### TASK GOAL
Please say how many lines of the listing hold "instance", with no other words in the answer.
LISTED ENTRIES START
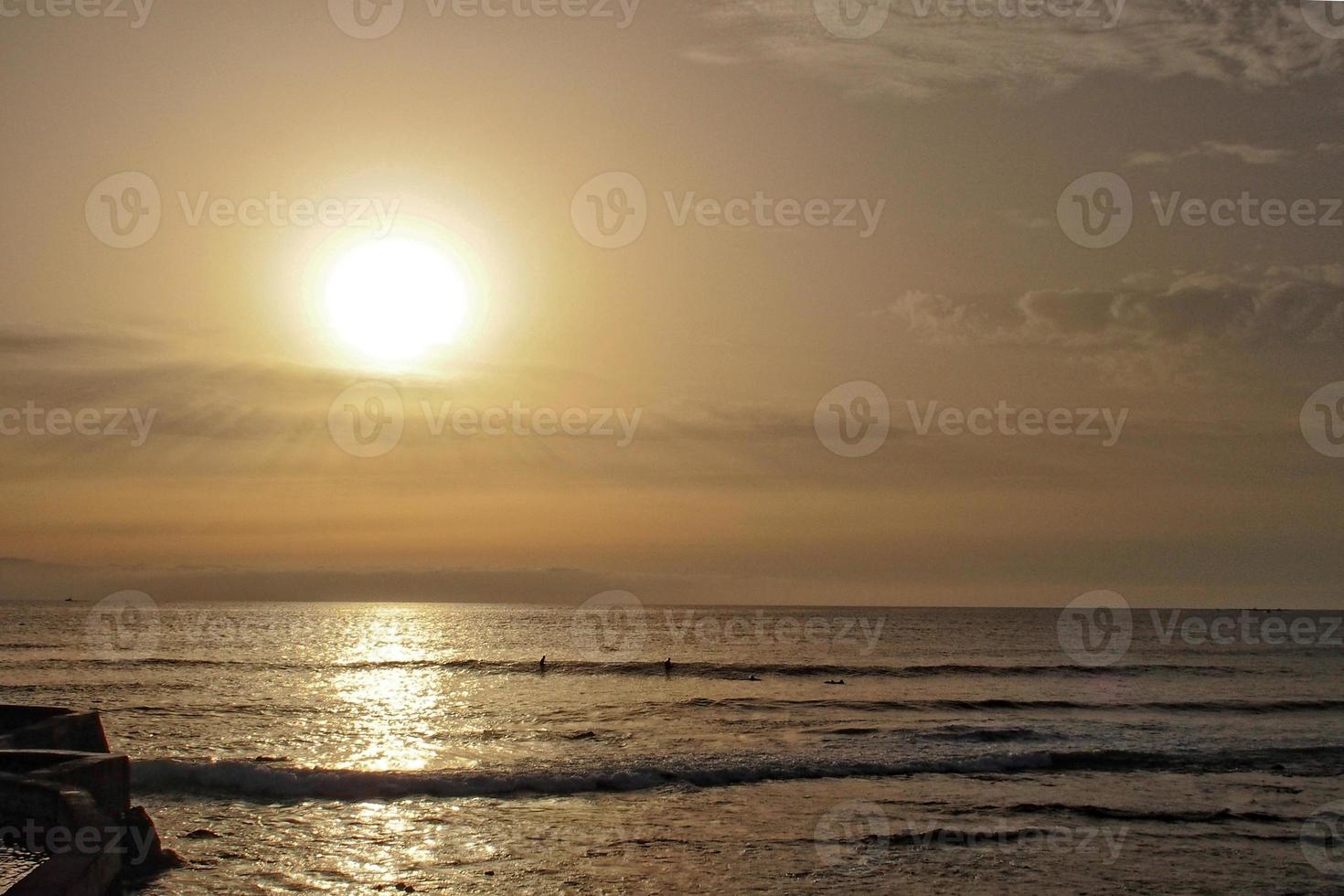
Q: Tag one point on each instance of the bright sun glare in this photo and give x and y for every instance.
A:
LISTED ENTRIES END
LISTED ENTRIES START
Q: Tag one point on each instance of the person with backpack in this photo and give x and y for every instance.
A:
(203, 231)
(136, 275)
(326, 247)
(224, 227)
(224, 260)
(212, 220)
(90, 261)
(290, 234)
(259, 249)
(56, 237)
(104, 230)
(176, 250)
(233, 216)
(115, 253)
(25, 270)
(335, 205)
LISTED ENTRIES END
### TASK RESULT
2